Search code examples
pythonstringunicodeutf-8

Removing literal backslashes from utf-8 encoded strings in python


I have a bunch of strings containing UTF-8 encoded symbols, for example '\\u00f0\\u009f\\u0098\\u0086'. In that case, it represents this emoji 😆, encoded in UTF-8. I want to be able to replace it to the literal emoji. The solution someone recommended to me was to encoded it into latin-1 and then decode it to utf-8. So,

'\u00f0\u009f\u0098\u0086'.encode('latin-1').decode('utf-8')

gives me the output

'😆'

Unfortunately, all the strings with those codes have a literal backslash into them, so whenever I to do the same operations,

'\\u00f0\\u009f\\u0098\\u0086'.encode('latin-1').decode('utf-8')

I get the following result,

'\\u00f0\\u009f\\u0098\\u0086'

Is there a way to remove those backslashes? Because if I replace them with an empty string, all backslashes disappear.

*Directions*
[1] Decide whether each statement agrees with the forum post on removing literal backslashes in Python. Answer yes or no and quote the words from the post that decide it.
(a) The emoji in the example is encoded in UTF-8.
(b) The recommended fix was to encode into utf-8 and then decode to latin-1.
(c) Replacing the backslashes with an empty string removes only the unwanted ones.
[2] Write a continuation of the forum post on removing literal backslashes in Python, beginning right after its final sentence.
The items that come next have no role in this exercise.

Items from a labeling collection
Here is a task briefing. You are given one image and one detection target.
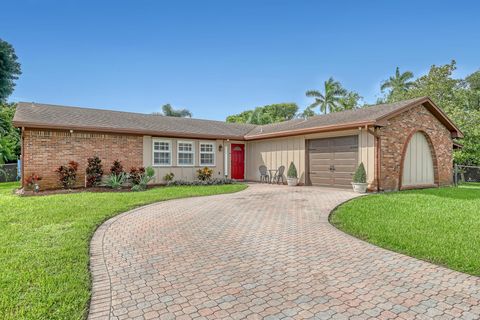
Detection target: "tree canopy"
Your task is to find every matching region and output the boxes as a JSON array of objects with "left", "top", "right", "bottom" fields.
[
  {"left": 153, "top": 103, "right": 192, "bottom": 118},
  {"left": 0, "top": 103, "right": 20, "bottom": 164},
  {"left": 385, "top": 61, "right": 480, "bottom": 165},
  {"left": 302, "top": 77, "right": 361, "bottom": 117},
  {"left": 0, "top": 39, "right": 22, "bottom": 103},
  {"left": 226, "top": 103, "right": 298, "bottom": 124}
]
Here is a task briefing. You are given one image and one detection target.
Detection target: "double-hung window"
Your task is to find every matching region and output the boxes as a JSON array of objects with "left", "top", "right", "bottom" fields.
[
  {"left": 177, "top": 141, "right": 195, "bottom": 166},
  {"left": 152, "top": 139, "right": 172, "bottom": 166},
  {"left": 200, "top": 142, "right": 215, "bottom": 166}
]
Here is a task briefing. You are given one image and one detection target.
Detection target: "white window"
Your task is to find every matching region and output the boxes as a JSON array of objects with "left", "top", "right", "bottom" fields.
[
  {"left": 177, "top": 141, "right": 195, "bottom": 166},
  {"left": 200, "top": 142, "right": 215, "bottom": 166},
  {"left": 152, "top": 140, "right": 172, "bottom": 166}
]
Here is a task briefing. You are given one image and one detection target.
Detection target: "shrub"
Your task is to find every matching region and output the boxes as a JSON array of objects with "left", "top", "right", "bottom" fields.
[
  {"left": 287, "top": 161, "right": 298, "bottom": 178},
  {"left": 130, "top": 167, "right": 145, "bottom": 185},
  {"left": 85, "top": 156, "right": 103, "bottom": 187},
  {"left": 163, "top": 172, "right": 175, "bottom": 183},
  {"left": 353, "top": 162, "right": 367, "bottom": 183},
  {"left": 106, "top": 172, "right": 128, "bottom": 189},
  {"left": 197, "top": 167, "right": 213, "bottom": 181},
  {"left": 131, "top": 167, "right": 155, "bottom": 191},
  {"left": 110, "top": 159, "right": 125, "bottom": 176},
  {"left": 167, "top": 178, "right": 236, "bottom": 186},
  {"left": 25, "top": 173, "right": 42, "bottom": 190},
  {"left": 55, "top": 161, "right": 78, "bottom": 189}
]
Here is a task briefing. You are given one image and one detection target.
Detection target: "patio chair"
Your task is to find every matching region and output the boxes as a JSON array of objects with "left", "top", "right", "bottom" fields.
[
  {"left": 273, "top": 166, "right": 285, "bottom": 184},
  {"left": 258, "top": 165, "right": 270, "bottom": 183}
]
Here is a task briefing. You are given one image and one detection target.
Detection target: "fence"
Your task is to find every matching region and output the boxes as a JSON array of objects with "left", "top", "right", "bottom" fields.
[
  {"left": 0, "top": 163, "right": 20, "bottom": 182},
  {"left": 454, "top": 164, "right": 480, "bottom": 185}
]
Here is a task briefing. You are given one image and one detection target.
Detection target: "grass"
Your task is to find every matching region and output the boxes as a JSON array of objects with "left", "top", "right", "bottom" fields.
[
  {"left": 0, "top": 183, "right": 246, "bottom": 319},
  {"left": 330, "top": 183, "right": 480, "bottom": 276}
]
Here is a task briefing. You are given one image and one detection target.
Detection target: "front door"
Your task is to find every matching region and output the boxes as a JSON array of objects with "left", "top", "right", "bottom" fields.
[{"left": 231, "top": 144, "right": 245, "bottom": 180}]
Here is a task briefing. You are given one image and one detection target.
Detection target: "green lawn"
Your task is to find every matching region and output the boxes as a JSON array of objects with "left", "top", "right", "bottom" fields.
[
  {"left": 0, "top": 183, "right": 246, "bottom": 319},
  {"left": 330, "top": 184, "right": 480, "bottom": 276}
]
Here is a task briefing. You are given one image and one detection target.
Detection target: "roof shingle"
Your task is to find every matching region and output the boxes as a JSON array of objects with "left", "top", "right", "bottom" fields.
[{"left": 13, "top": 97, "right": 461, "bottom": 140}]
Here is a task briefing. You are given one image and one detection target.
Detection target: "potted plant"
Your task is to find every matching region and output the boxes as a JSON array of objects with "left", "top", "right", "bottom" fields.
[
  {"left": 287, "top": 162, "right": 298, "bottom": 186},
  {"left": 352, "top": 162, "right": 368, "bottom": 193}
]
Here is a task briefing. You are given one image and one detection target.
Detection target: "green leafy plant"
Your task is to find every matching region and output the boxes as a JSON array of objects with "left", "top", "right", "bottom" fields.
[
  {"left": 353, "top": 162, "right": 367, "bottom": 183},
  {"left": 131, "top": 167, "right": 155, "bottom": 191},
  {"left": 106, "top": 172, "right": 128, "bottom": 189},
  {"left": 25, "top": 173, "right": 42, "bottom": 190},
  {"left": 55, "top": 161, "right": 78, "bottom": 189},
  {"left": 287, "top": 161, "right": 298, "bottom": 178},
  {"left": 167, "top": 178, "right": 237, "bottom": 186},
  {"left": 197, "top": 167, "right": 213, "bottom": 181},
  {"left": 129, "top": 167, "right": 145, "bottom": 185},
  {"left": 110, "top": 159, "right": 125, "bottom": 175},
  {"left": 85, "top": 156, "right": 103, "bottom": 187},
  {"left": 163, "top": 172, "right": 175, "bottom": 183}
]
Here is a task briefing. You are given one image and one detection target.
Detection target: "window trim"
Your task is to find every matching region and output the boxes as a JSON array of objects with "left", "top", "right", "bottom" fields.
[
  {"left": 177, "top": 140, "right": 195, "bottom": 167},
  {"left": 152, "top": 138, "right": 173, "bottom": 167},
  {"left": 198, "top": 141, "right": 217, "bottom": 167}
]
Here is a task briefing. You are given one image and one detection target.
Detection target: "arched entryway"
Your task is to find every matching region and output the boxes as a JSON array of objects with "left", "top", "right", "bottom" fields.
[{"left": 400, "top": 131, "right": 437, "bottom": 188}]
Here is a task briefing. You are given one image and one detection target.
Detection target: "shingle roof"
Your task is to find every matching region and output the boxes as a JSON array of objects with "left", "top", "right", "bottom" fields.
[
  {"left": 13, "top": 97, "right": 462, "bottom": 140},
  {"left": 13, "top": 102, "right": 254, "bottom": 139},
  {"left": 247, "top": 98, "right": 424, "bottom": 137}
]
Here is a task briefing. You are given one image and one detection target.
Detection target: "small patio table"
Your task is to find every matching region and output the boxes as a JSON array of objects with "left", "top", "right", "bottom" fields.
[{"left": 268, "top": 169, "right": 278, "bottom": 184}]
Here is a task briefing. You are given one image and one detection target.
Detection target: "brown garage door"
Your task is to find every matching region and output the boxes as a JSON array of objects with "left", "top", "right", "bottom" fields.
[{"left": 308, "top": 136, "right": 358, "bottom": 187}]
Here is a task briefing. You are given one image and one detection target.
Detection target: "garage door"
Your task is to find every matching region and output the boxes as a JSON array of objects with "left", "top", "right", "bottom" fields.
[
  {"left": 402, "top": 132, "right": 434, "bottom": 187},
  {"left": 308, "top": 136, "right": 358, "bottom": 188}
]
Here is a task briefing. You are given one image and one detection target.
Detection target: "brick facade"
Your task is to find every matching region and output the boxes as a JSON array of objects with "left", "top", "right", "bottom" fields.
[
  {"left": 378, "top": 105, "right": 453, "bottom": 191},
  {"left": 22, "top": 128, "right": 143, "bottom": 189}
]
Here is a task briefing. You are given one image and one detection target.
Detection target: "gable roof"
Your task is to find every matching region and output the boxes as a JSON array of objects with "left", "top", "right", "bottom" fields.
[
  {"left": 13, "top": 97, "right": 463, "bottom": 140},
  {"left": 245, "top": 97, "right": 463, "bottom": 140}
]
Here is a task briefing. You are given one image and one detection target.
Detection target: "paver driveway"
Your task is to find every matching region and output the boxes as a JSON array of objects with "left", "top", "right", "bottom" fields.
[{"left": 90, "top": 184, "right": 480, "bottom": 319}]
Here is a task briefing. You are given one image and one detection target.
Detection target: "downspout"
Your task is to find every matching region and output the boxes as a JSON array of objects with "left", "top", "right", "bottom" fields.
[
  {"left": 367, "top": 127, "right": 381, "bottom": 192},
  {"left": 20, "top": 127, "right": 25, "bottom": 189},
  {"left": 375, "top": 128, "right": 381, "bottom": 192}
]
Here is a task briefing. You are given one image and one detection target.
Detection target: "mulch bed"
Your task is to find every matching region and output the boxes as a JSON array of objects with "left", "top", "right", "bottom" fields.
[{"left": 15, "top": 184, "right": 164, "bottom": 197}]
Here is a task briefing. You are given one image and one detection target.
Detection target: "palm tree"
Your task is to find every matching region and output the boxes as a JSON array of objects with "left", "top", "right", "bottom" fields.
[
  {"left": 153, "top": 103, "right": 192, "bottom": 118},
  {"left": 304, "top": 77, "right": 347, "bottom": 115},
  {"left": 380, "top": 67, "right": 413, "bottom": 93}
]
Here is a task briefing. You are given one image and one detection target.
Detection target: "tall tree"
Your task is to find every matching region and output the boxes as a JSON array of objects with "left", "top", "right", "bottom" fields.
[
  {"left": 0, "top": 103, "right": 20, "bottom": 164},
  {"left": 154, "top": 103, "right": 192, "bottom": 118},
  {"left": 0, "top": 39, "right": 22, "bottom": 103},
  {"left": 388, "top": 61, "right": 480, "bottom": 165},
  {"left": 226, "top": 103, "right": 298, "bottom": 124},
  {"left": 380, "top": 67, "right": 413, "bottom": 96},
  {"left": 304, "top": 77, "right": 347, "bottom": 114}
]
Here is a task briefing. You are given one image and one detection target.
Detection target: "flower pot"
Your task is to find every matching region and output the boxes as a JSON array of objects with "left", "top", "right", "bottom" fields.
[
  {"left": 352, "top": 182, "right": 368, "bottom": 193},
  {"left": 287, "top": 177, "right": 298, "bottom": 186}
]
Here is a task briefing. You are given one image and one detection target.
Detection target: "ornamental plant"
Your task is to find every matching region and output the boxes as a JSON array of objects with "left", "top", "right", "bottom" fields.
[
  {"left": 55, "top": 161, "right": 78, "bottom": 189},
  {"left": 197, "top": 167, "right": 213, "bottom": 181},
  {"left": 85, "top": 156, "right": 103, "bottom": 187},
  {"left": 105, "top": 172, "right": 128, "bottom": 189},
  {"left": 110, "top": 159, "right": 125, "bottom": 175},
  {"left": 130, "top": 167, "right": 145, "bottom": 185},
  {"left": 287, "top": 161, "right": 298, "bottom": 178},
  {"left": 353, "top": 162, "right": 367, "bottom": 183},
  {"left": 163, "top": 172, "right": 175, "bottom": 183},
  {"left": 25, "top": 173, "right": 42, "bottom": 190},
  {"left": 132, "top": 167, "right": 155, "bottom": 191}
]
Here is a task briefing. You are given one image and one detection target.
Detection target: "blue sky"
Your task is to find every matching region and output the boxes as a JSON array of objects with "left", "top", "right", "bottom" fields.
[{"left": 0, "top": 0, "right": 480, "bottom": 120}]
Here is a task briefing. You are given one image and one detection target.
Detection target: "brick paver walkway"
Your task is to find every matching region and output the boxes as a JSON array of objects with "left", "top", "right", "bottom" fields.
[{"left": 89, "top": 184, "right": 480, "bottom": 319}]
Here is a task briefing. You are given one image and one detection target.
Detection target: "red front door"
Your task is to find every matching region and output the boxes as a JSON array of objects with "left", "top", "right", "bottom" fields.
[{"left": 231, "top": 144, "right": 245, "bottom": 180}]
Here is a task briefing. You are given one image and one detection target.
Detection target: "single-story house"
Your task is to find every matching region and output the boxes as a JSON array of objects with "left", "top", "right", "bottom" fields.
[{"left": 14, "top": 97, "right": 462, "bottom": 190}]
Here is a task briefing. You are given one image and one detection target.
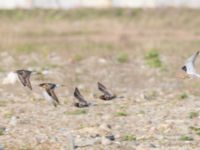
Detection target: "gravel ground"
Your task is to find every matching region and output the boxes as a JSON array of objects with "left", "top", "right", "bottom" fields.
[{"left": 0, "top": 9, "right": 200, "bottom": 150}]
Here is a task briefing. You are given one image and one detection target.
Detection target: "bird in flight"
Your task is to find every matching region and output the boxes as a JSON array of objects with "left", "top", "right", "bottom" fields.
[
  {"left": 74, "top": 87, "right": 90, "bottom": 108},
  {"left": 182, "top": 51, "right": 200, "bottom": 78},
  {"left": 39, "top": 83, "right": 60, "bottom": 107},
  {"left": 15, "top": 70, "right": 32, "bottom": 90},
  {"left": 97, "top": 82, "right": 116, "bottom": 101}
]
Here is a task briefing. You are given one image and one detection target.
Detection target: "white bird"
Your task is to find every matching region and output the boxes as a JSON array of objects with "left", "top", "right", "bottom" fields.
[{"left": 182, "top": 51, "right": 200, "bottom": 78}]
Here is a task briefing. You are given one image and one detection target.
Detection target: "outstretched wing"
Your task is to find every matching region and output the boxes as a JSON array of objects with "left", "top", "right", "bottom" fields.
[
  {"left": 25, "top": 75, "right": 32, "bottom": 90},
  {"left": 185, "top": 51, "right": 199, "bottom": 74},
  {"left": 98, "top": 82, "right": 111, "bottom": 96},
  {"left": 17, "top": 74, "right": 26, "bottom": 86},
  {"left": 74, "top": 88, "right": 86, "bottom": 103},
  {"left": 46, "top": 89, "right": 60, "bottom": 104}
]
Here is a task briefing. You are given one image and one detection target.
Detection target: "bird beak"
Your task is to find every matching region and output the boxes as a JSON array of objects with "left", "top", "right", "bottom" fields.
[
  {"left": 32, "top": 71, "right": 39, "bottom": 75},
  {"left": 176, "top": 73, "right": 190, "bottom": 79}
]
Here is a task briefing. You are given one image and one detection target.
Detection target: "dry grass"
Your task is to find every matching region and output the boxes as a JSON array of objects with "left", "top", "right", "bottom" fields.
[{"left": 0, "top": 9, "right": 200, "bottom": 150}]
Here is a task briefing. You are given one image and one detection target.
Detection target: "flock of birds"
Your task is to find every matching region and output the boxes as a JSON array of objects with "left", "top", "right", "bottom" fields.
[
  {"left": 14, "top": 69, "right": 117, "bottom": 108},
  {"left": 11, "top": 51, "right": 200, "bottom": 108}
]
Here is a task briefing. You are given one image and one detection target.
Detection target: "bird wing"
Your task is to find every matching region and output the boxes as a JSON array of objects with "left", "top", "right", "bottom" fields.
[
  {"left": 46, "top": 89, "right": 60, "bottom": 104},
  {"left": 25, "top": 75, "right": 32, "bottom": 90},
  {"left": 17, "top": 74, "right": 26, "bottom": 86},
  {"left": 98, "top": 82, "right": 111, "bottom": 96},
  {"left": 74, "top": 88, "right": 87, "bottom": 103},
  {"left": 185, "top": 51, "right": 199, "bottom": 74}
]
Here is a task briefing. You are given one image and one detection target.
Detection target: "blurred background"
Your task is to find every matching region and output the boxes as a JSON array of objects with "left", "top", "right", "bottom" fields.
[
  {"left": 0, "top": 0, "right": 200, "bottom": 150},
  {"left": 0, "top": 0, "right": 200, "bottom": 9}
]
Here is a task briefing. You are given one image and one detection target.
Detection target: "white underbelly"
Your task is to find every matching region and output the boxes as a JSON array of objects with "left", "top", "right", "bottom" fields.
[{"left": 43, "top": 91, "right": 53, "bottom": 102}]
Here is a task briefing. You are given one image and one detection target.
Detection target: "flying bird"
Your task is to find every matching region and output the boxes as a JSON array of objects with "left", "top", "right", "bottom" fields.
[
  {"left": 97, "top": 82, "right": 116, "bottom": 101},
  {"left": 15, "top": 70, "right": 32, "bottom": 90},
  {"left": 74, "top": 87, "right": 90, "bottom": 108},
  {"left": 182, "top": 51, "right": 200, "bottom": 78},
  {"left": 39, "top": 83, "right": 60, "bottom": 107}
]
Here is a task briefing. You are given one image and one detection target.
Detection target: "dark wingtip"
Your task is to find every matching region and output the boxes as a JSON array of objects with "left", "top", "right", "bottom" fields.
[
  {"left": 74, "top": 87, "right": 79, "bottom": 97},
  {"left": 181, "top": 66, "right": 187, "bottom": 72},
  {"left": 38, "top": 83, "right": 44, "bottom": 87}
]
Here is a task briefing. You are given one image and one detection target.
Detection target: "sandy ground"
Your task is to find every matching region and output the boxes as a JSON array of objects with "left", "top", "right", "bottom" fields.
[{"left": 0, "top": 9, "right": 200, "bottom": 150}]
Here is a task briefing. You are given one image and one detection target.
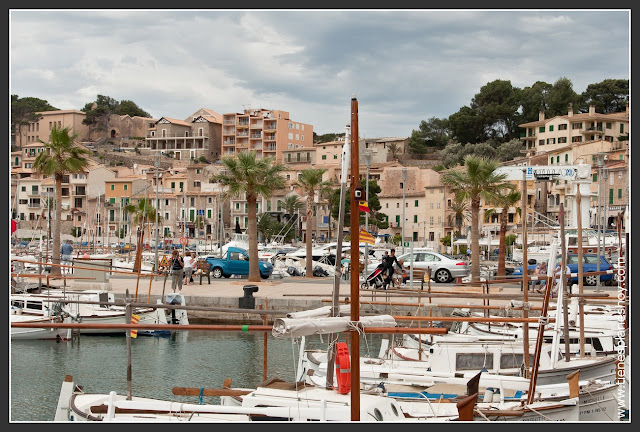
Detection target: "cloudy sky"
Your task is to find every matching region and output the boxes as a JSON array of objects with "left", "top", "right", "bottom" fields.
[{"left": 9, "top": 9, "right": 631, "bottom": 138}]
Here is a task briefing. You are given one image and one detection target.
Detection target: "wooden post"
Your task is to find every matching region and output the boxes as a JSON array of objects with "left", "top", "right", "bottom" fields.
[
  {"left": 576, "top": 183, "right": 585, "bottom": 358},
  {"left": 558, "top": 203, "right": 568, "bottom": 362},
  {"left": 522, "top": 169, "right": 530, "bottom": 378},
  {"left": 350, "top": 95, "right": 360, "bottom": 421}
]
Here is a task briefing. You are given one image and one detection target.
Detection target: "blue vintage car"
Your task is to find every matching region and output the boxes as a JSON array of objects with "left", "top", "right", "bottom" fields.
[
  {"left": 511, "top": 254, "right": 613, "bottom": 286},
  {"left": 207, "top": 247, "right": 273, "bottom": 279}
]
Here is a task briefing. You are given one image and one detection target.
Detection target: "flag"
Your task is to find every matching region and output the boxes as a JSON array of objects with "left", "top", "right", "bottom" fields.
[
  {"left": 360, "top": 228, "right": 376, "bottom": 245},
  {"left": 131, "top": 314, "right": 140, "bottom": 338},
  {"left": 358, "top": 201, "right": 370, "bottom": 213}
]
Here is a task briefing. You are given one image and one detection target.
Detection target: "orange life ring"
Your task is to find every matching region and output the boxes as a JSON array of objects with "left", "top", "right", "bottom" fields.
[{"left": 336, "top": 342, "right": 351, "bottom": 394}]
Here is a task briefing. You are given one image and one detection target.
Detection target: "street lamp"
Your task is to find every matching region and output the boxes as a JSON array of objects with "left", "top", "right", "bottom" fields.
[
  {"left": 358, "top": 150, "right": 373, "bottom": 274},
  {"left": 400, "top": 167, "right": 407, "bottom": 254},
  {"left": 596, "top": 152, "right": 604, "bottom": 289}
]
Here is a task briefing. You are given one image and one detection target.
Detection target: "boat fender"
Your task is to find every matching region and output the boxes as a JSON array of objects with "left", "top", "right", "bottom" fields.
[
  {"left": 484, "top": 387, "right": 493, "bottom": 402},
  {"left": 336, "top": 342, "right": 351, "bottom": 394}
]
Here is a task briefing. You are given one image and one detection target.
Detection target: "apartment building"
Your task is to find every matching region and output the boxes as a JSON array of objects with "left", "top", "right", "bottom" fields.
[
  {"left": 222, "top": 108, "right": 313, "bottom": 161},
  {"left": 145, "top": 108, "right": 222, "bottom": 161},
  {"left": 518, "top": 103, "right": 629, "bottom": 154},
  {"left": 15, "top": 110, "right": 91, "bottom": 149}
]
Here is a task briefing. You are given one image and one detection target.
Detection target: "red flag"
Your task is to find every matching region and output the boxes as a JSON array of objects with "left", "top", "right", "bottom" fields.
[{"left": 358, "top": 201, "right": 371, "bottom": 213}]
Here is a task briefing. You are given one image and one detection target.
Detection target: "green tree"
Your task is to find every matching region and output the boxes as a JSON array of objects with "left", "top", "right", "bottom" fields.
[
  {"left": 547, "top": 77, "right": 581, "bottom": 118},
  {"left": 449, "top": 106, "right": 488, "bottom": 144},
  {"left": 33, "top": 125, "right": 91, "bottom": 275},
  {"left": 292, "top": 168, "right": 331, "bottom": 278},
  {"left": 581, "top": 79, "right": 629, "bottom": 114},
  {"left": 114, "top": 99, "right": 151, "bottom": 117},
  {"left": 211, "top": 151, "right": 285, "bottom": 282},
  {"left": 471, "top": 80, "right": 521, "bottom": 142},
  {"left": 484, "top": 188, "right": 522, "bottom": 276},
  {"left": 520, "top": 81, "right": 553, "bottom": 123},
  {"left": 387, "top": 143, "right": 400, "bottom": 159},
  {"left": 440, "top": 155, "right": 513, "bottom": 281},
  {"left": 11, "top": 95, "right": 58, "bottom": 150},
  {"left": 496, "top": 138, "right": 524, "bottom": 162},
  {"left": 124, "top": 198, "right": 162, "bottom": 272}
]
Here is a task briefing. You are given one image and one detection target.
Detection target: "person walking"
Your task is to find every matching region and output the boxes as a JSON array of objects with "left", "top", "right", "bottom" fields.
[
  {"left": 183, "top": 252, "right": 194, "bottom": 285},
  {"left": 170, "top": 249, "right": 184, "bottom": 292},
  {"left": 383, "top": 249, "right": 400, "bottom": 289}
]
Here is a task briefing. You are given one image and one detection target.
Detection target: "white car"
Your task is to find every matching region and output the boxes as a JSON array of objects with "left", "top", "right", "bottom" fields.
[{"left": 397, "top": 249, "right": 471, "bottom": 283}]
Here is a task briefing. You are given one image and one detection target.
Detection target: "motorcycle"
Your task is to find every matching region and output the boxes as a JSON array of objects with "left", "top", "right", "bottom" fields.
[{"left": 360, "top": 263, "right": 391, "bottom": 289}]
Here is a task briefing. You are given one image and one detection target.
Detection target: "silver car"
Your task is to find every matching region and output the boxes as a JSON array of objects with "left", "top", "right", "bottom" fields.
[{"left": 398, "top": 250, "right": 471, "bottom": 283}]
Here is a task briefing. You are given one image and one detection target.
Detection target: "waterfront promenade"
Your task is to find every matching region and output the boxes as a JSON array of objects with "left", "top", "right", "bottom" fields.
[{"left": 40, "top": 274, "right": 615, "bottom": 322}]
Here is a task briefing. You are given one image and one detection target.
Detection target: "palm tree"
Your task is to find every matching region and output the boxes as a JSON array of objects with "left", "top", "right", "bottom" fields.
[
  {"left": 292, "top": 168, "right": 332, "bottom": 278},
  {"left": 211, "top": 151, "right": 285, "bottom": 282},
  {"left": 280, "top": 194, "right": 304, "bottom": 238},
  {"left": 449, "top": 199, "right": 469, "bottom": 255},
  {"left": 33, "top": 125, "right": 91, "bottom": 275},
  {"left": 124, "top": 198, "right": 162, "bottom": 272},
  {"left": 484, "top": 189, "right": 522, "bottom": 276},
  {"left": 441, "top": 155, "right": 514, "bottom": 281},
  {"left": 280, "top": 194, "right": 304, "bottom": 238}
]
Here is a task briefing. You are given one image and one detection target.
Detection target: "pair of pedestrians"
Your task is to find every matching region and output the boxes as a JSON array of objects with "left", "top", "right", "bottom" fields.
[{"left": 170, "top": 249, "right": 195, "bottom": 292}]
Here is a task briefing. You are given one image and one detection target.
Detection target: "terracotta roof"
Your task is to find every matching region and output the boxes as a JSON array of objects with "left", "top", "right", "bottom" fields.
[{"left": 158, "top": 117, "right": 191, "bottom": 128}]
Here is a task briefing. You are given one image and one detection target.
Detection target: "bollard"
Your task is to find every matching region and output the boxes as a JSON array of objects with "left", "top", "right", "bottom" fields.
[{"left": 238, "top": 285, "right": 258, "bottom": 309}]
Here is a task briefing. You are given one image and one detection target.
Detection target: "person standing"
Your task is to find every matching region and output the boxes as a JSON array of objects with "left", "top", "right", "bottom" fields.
[
  {"left": 170, "top": 249, "right": 184, "bottom": 292},
  {"left": 183, "top": 252, "right": 194, "bottom": 285},
  {"left": 60, "top": 240, "right": 73, "bottom": 273},
  {"left": 384, "top": 249, "right": 400, "bottom": 285}
]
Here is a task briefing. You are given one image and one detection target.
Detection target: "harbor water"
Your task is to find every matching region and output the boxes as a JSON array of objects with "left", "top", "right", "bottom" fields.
[{"left": 9, "top": 330, "right": 381, "bottom": 422}]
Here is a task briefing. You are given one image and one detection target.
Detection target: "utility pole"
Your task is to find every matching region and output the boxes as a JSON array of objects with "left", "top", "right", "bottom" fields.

*Per-task outputs*
[1]
(a) Yes: "it represents this emoji 😆, encoded in UTF-8"
(b) No: "encoded it into latin-1 and then decode it to utf-8"
(c) No: "if I replace them with an empty string, all backslashes disappear"

[2]
Solution

  • I don't know where you're getting that string from, but it's an.... unusual... way of representing the codepoint. U+1F606 SMILING FACE WITH OPEN MOUTH AND TIGHTLY-CLOSED EYES is encoded in UTF-8 as the bytes F0 9F 98 86. In Python string escapes, \uXXXX is used to represent an entire codepoint in the Basic Multilingual Plane, and \UXXXXXXXX codepoints beyond it (Like this one), not a single byte of its UTF-8 encoding. So you'd expect to see it represented in a string as '\U0001F606'

    Anyways, the following will extract the last two hex digits of each escape sequence, turn them into a byte array, and then decode the resulting UTF-8 data into a string:

    import re
    str='\\u00f0\\u009f\\u0098\\u0086'
    print(b''.join([ bytes.fromhex(m.group(1)) for m in re.finditer(r'\\u[0-9a-fA-F]{2}([0-9a-fA-F]{2})', str) ]).decode())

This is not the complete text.